> [Job]: Pick up the forum post below about a pulse-triggered relay for a car alarm and continue writing it from its final sentence.

# [Electronics] Pulse triggered relay/switch



## ste2425 (May 31, 2013)

Ive started this here as it's electronics related even if the application is not for computers.

*Back story don't need to read.*
Basically its late and my minds been left to wander and ive thought up a method of implementing a crude but should be effective method of creating an alarm for my car. Due to it having remote central locking but not running on a CANbus system (a digital method of communicating between devices in the vehicle) I cannot simply buy a CANbus alarm add-on module. So my central locking works by two wires going to each motor, one goes high and the other low to lock and swaps to unlock. My idea is some form of relay, ill call this relay X, that is triggered by these two wires and holds its state. This is in-line with the battery, relay X, door switches or ignition and car horn in that order. So when the car is locked relay X is activated creating a circuit. But the circuit is only complete when either the ignition or door switches are activated sounding the horn. When the car is unlocked relay X breaks this circuit regardless of if the ignition or doors switches are activated so the horn wont be sounded.

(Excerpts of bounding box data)
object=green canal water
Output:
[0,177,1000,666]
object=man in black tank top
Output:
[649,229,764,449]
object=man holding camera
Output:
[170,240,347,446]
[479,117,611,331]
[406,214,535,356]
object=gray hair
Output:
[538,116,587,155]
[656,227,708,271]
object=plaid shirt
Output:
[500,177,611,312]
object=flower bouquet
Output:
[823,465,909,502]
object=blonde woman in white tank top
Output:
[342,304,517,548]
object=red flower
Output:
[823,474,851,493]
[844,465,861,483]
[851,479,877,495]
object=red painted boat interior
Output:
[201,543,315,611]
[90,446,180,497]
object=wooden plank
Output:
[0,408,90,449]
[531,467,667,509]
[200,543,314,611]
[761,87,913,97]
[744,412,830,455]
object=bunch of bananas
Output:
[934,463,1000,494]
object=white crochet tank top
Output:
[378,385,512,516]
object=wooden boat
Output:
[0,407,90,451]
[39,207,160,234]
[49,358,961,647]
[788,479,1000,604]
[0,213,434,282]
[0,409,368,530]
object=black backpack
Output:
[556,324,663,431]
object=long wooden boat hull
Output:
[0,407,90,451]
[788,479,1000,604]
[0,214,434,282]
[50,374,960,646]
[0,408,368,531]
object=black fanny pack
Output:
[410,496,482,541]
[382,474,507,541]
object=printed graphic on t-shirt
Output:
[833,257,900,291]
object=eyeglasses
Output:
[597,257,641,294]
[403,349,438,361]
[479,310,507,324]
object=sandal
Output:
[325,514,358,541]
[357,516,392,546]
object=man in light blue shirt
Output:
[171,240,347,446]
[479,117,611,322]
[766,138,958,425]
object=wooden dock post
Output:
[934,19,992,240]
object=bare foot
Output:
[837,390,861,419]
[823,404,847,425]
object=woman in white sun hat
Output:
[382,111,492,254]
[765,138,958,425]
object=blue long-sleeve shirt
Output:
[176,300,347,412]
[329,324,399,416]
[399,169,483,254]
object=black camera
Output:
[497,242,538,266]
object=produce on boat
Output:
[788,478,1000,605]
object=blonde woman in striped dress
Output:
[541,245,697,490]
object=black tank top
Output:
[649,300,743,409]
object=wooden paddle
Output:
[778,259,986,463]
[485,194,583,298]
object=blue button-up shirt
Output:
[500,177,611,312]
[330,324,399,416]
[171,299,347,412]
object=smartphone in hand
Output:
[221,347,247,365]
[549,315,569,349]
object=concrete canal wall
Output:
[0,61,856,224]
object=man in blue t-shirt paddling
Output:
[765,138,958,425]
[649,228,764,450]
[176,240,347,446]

> [Solved problem]:
*Problem*
I need some form of relay that will switch on from a pulse from one input and will then stay activated and will then turn off from a pulse from either that same input or a separate one. It will be running from a 12v car battery and so will not need to consume power when its on or off, unlike a conventional car relay which will consume power as long as the relay is activated. So basically its some form of switch that doesn't need a constant input to activate but a pulse to turn on the a separate pulse to turn off.

I hope this makes sense and you guys n gals don't mind helping even if its not computer related. If you need any more info on what im doing with or what it is im actually after just ask. 

Or is there a member on here with a great knowledge of this sort of stuff that id be best PM'ing them?

Thanks all.


----------



## TheoneandonlyMrK (May 31, 2013)

You can buy a relay like you want and its base from RS components for sure possibly maplin

Whilst im still not sure whats occourin your plans seam sound 

Most factory fitted central locking is an alarm afaik.??


----------



## 1freedude (May 31, 2013)

Old school relay...momentary switch activated by movement/position of the lock.  Not sure what the switch will do, but an idea


----------



## ste2425 (May 31, 2013)

1freedude said:


> Old school relay...momentary switch activated by movement/position of the lock.  Not sure what the switch will do, but an idea



the switch or ignition will be the trigger that will activate the horn. If the door is locked relay X will complete the circuit so that if the doors are opened whilst the vehicle is locked or the ignition started whilst the vehicle is locked it will complete the circuit and set off the horn. I then plan fit fit a flasher relay before the horn, same as for indicator lights so the horn beeps on and off.



theoneandonlymrk said:


> You can buy a relay like you want and its base from RS components for sure possibly maplin
> 
> Whilst im still not sure whats occourin your plans seam sound
> 
> Most factory fitted central locking is an alarm afaik.??



Great stuff ill have a look over there. Do they have a specific name?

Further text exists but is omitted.